::: Exercise passage :::

A study published in the Oct. 8 edition of the journal Science, finds that widespread planting of genetically modified Bt corn throughout the Upper Midwest has suppressed populations of the European corn borer, historically one of corn’s primary pests.
The area wide suppression has dramatically reduced the estimated $1 billion in annual losses caused by the European corn borer, even on non-genetically modified corn.
Bt corn, introduced in 1996, is so named because it has been bred to produce a toxin from the soil bacterium Bacillus thuringiensis (Bt) that kills insect pests.
Corn borer moths cannot distinguish between Bt and non-Bt corn, so females lay eggs in both kinds of fields, says William Hutchison, professor of entomology at the University of Minnesota.
Once eggs hatch in Bt corn, young borer larvae feed and die within 24 to 48 hours. Because it is effective at controlling corn borers and other pests, Bt corn has been adopted on about 63 percent of all U.S. corn acres.
As a result, corn borer numbers have also declined in neighboring non-Bt fields by 28 percent to 73 percent in Minnesota, Illinois and Wisconsin, depending on historical pest abundance and level of Bt-corn adoption.
The study, the first to show a direct association between Bt corn use and an area wide reduction in corn borer abundance, documents similar declines of the pest in Iowa and Nebraska.
Economic benefits of this area wide pest suppression have totaled $6.9 billion over the past 14 years for the 5-state region. Surprisingly, non-Bt corn acres accounted for $4.3 billion (62 percent of this total benefit.)

:::

§ Work task 1
Decide whether each statement agrees with the Bt corn passage above. Answer yes or no and quote the words that decide it. (a) Bt corn was introduced in 1996. (b) Corn borer moths avoid laying eggs in Bt corn fields. (c) Non-Bt corn acres accounted for less than half of the total economic benefit.
§ Work task 2
Write a continuation of the Bt corn passage above, starting after its last sentence.

::: Data for analysis :::

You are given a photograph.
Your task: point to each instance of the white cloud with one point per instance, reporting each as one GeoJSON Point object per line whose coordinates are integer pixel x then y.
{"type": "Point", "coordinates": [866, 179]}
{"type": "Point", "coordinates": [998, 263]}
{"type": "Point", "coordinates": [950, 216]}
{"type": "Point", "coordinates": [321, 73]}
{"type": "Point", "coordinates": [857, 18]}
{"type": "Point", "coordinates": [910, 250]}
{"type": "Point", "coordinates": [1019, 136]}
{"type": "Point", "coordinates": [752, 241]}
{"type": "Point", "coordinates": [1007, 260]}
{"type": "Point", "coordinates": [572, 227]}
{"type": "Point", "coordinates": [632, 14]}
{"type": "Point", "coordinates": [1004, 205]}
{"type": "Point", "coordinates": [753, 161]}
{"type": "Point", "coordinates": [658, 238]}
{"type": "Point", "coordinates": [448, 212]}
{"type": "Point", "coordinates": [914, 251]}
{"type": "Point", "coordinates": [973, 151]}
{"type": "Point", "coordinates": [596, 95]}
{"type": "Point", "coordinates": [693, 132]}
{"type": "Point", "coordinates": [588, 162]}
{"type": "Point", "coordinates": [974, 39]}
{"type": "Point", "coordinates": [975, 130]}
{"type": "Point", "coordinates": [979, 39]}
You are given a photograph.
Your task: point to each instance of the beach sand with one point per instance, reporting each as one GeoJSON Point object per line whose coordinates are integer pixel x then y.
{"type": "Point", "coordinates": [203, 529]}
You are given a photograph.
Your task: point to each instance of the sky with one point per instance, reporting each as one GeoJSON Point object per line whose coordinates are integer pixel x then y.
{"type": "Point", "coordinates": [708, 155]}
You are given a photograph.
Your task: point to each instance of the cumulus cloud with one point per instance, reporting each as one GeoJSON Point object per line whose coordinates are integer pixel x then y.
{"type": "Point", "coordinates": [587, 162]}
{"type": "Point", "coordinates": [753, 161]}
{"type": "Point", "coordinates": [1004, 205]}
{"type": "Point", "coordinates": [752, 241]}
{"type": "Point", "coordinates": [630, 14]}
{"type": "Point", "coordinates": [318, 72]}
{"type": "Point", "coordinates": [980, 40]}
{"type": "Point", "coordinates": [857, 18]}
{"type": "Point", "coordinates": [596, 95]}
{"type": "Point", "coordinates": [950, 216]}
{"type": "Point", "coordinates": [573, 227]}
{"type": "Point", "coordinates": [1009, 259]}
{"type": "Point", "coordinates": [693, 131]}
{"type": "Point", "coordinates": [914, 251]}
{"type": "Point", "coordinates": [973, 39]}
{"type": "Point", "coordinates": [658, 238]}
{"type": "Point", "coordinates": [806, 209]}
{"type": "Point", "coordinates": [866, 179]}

:::

§ Task answer 1
(a) Yes: "Bt corn, introduced in 1996"
(b) No: "Corn borer moths cannot distinguish between Bt and non-Bt corn, so females lay eggs in both kinds of fields"
(c) No: "non-Bt corn acres accounted for $4.3 billion (62 percent of this total benefit.)"

§ Task answer 2
The primary benefit of Bt corn is reduced yield losses, and Bt acres received this benefit after the growers paid Bt corn technology fees. But as a result of area wide pest suppression, non-Bt acres also experienced yield savings without the cost of Bt technology fees, and thus received more than half of the benefits from growing Bt corn in the region.
“Previous cost-benefit analyses focused directly on transgenic crop acres. This study is the first to include the value of area wide pest suppression and the subsequent benefits to growers of non-transgenic crops,” says Paul Mitchell, an agricultural economist at the University of Wisconsin-Madison, and a co-author of the study.
“In this case, the value of the indirect yield benefits for non-Bt corn acres exceeded the net value of direct benefits to the Bt corn acres.”
The analysis does not consider benefits for other important Midwestern crops affected by European corn borer, such as sweet corn, potatoes, and green beans.
Hutchison observes however, “that additional environmental benefits from corn borer suppression are likely occurring, such as less insecticide use, but these benefits have yet to be documented.”